TASK DETAILS: Reproduce the entire listing below line for line, with no changes to wording, numbers, or order.
· · · · · · ·
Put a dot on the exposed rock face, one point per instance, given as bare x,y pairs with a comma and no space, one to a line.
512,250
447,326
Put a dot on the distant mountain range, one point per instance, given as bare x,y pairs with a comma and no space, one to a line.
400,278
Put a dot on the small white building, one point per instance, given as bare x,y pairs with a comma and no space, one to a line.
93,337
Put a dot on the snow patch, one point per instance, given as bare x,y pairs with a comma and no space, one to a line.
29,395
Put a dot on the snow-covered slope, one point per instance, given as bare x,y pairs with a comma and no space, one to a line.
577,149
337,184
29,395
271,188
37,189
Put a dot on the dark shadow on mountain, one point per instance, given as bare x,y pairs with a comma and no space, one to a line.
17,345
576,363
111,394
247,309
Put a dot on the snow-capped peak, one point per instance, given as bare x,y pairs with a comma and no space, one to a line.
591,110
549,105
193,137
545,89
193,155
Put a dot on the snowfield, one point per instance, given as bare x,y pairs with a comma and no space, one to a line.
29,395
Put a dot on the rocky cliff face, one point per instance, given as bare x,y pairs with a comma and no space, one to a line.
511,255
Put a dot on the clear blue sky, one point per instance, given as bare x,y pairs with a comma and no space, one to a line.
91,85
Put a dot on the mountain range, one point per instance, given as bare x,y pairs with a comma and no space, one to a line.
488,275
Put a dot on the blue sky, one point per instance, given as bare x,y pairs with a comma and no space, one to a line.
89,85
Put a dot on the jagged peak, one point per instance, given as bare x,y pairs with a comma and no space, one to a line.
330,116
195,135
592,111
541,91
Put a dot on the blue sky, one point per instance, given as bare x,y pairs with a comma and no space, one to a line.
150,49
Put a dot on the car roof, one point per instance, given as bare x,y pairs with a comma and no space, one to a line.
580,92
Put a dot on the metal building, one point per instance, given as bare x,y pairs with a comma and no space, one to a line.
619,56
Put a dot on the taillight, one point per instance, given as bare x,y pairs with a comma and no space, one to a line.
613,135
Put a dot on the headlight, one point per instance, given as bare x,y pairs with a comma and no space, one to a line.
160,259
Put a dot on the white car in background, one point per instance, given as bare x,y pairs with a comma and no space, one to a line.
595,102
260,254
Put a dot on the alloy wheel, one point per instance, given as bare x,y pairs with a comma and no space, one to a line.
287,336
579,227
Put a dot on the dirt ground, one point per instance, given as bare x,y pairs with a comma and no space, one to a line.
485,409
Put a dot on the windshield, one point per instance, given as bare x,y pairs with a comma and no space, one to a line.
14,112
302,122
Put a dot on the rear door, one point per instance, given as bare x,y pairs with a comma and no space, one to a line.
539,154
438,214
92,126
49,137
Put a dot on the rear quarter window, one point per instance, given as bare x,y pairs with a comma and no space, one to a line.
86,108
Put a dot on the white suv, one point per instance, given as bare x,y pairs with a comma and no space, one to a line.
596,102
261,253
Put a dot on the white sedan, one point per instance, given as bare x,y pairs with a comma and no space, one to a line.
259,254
· · · · · · ·
RESULT OF THIS EXERCISE:
Put a dot on the exposed rock face, one point per instance, given as bare x,y pairs with a comma and no space, one to a line.
512,250
447,326
Put a dot on the distant mountain range, one point per instance, given as bare x,y pairs with a comma and no space, one to a line.
400,278
Put a dot on the small white building, one point per instance, given as bare x,y pairs with a comma and no space, one to a line.
93,337
Put a dot on the snow patch, one point per instance, given as bare x,y pairs with a comma and no space, one to a line.
29,395
Put a dot on the snow-covered slope, one point per instance, given as bare x,y pairs with a comma and no space, one to a line.
577,149
337,184
29,395
271,188
37,189
Put a dot on the dark shadow on mountain, one point per instance, given as bare x,y pairs with a comma and no space, one to a line.
17,345
576,363
111,394
247,309
Put a dot on the snow-capped peak, one point per instance, given as bare x,y pairs with a comma and no space, one to a line.
591,110
549,105
193,137
545,89
193,155
Put a dot on the snowfield, one point per instance, given as bare x,y pairs with a comma and no space, one to a line.
29,395
Put a dot on the rocky cliff face, one point per instance, given as bare x,y pairs with a comma and no space, one to a line.
511,255
Put a dot on the clear blue sky, one point per instance, given as bare x,y pairs with a comma and no space, one to a line.
91,85
Put a dot on the mountain range, one point per instance, given as bare x,y pairs with a comma and no space, one to a line.
488,275
Put a dot on the blue sky, one point per instance, given as bare x,y pairs with a comma and no space, one to a line.
89,85
Put a dot on the jagged peak, one point per instance, given as bare x,y pairs with a comma and no space, one to a line.
330,116
195,135
592,111
541,91
Put a dot on the blue sky, one point per instance, given as bare x,y pairs with a comma and no space, one to a line.
150,49
Put a dot on the car roof, one point per instance, given as bare x,y pairs with a comma and no space, one to a line.
580,92
Put a dot on the metal building, one point per instance, given as bare x,y pairs with a comma and no space, one to a line.
619,56
Put a dot on the taillight, one point per instance, given as bare x,y pairs with a comma and no space, one to a line.
613,135
Put a dot on the headlight, one point per instance, given as bare x,y pairs with a comma and no space, one to a line.
160,259
Put a dot on the white car in background, one point per instance, given as bare x,y pairs with a comma and no space, one to a line.
595,102
260,254
Put a dot on the alloy wheel, one point per instance, given as bare x,y pairs with a comma and no space, one to a line.
287,336
579,227
Put a dot on the dirt ground, one point per instance, given as bare x,y pairs with a comma and no space, one to a line.
485,409
Put a dot on the windshield, one point per instance, given as bare x,y pairs with a comma and no space, one to a line.
14,112
302,122
Put a dot on the rear door, one point per instance, given as bare x,y pairs with a comma and no space, one to a line.
539,154
438,214
92,126
49,137
Put a dot on the rear quarter window, one point per instance, given as bare x,y pairs with a comma and no space, one to a line.
86,108
Put a dot on the white suv, one point per instance, given as bare x,y pairs with a comma and no space, one to a line.
596,102
261,253
Put a dot on the white sedan, one point per instance, given as bare x,y pairs with a comma and no space, one to a line.
259,254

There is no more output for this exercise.